▶ [EXERCISE REQUIREMENTS]:
Nothing but the text of the records should come back; copy it exactly and leave the pictures out.

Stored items
=-=-=

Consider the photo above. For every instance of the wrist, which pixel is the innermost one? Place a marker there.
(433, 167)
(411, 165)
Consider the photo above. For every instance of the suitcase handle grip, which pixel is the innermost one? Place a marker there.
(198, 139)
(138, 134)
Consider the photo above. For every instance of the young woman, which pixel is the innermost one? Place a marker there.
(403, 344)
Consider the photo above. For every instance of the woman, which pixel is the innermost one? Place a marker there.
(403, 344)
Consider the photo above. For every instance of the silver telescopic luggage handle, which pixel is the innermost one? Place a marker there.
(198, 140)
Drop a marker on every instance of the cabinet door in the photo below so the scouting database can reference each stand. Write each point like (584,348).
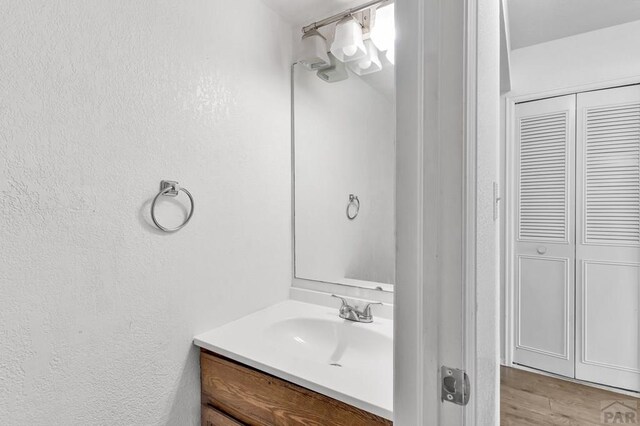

=-=-=

▶ [EXERCISE RESULT]:
Consider the photo above. For every instance of the wrist, which pixel is the innermost one? Place a marker there.
(433, 167)
(411, 165)
Consider the photo above. For every instance of the suitcase handle grip, which pixel is the innermost one? Place a marker there.
(198, 139)
(138, 134)
Consider the photo above. For every instance of the young woman, which pixel is the innermost one? Place a marker there.
(403, 344)
Consider the photo above. For every instance of the woman, which pixel is the innermost one? Place a marker there.
(403, 344)
Consider the photo above. For every instance of the silver telescopic luggage handle, which pixel is the innermost one? Place a marker there.
(198, 140)
Drop a marker on every instance of the cabinet door in the photo below so the scouting database can reference each stand. Write each point like (584,348).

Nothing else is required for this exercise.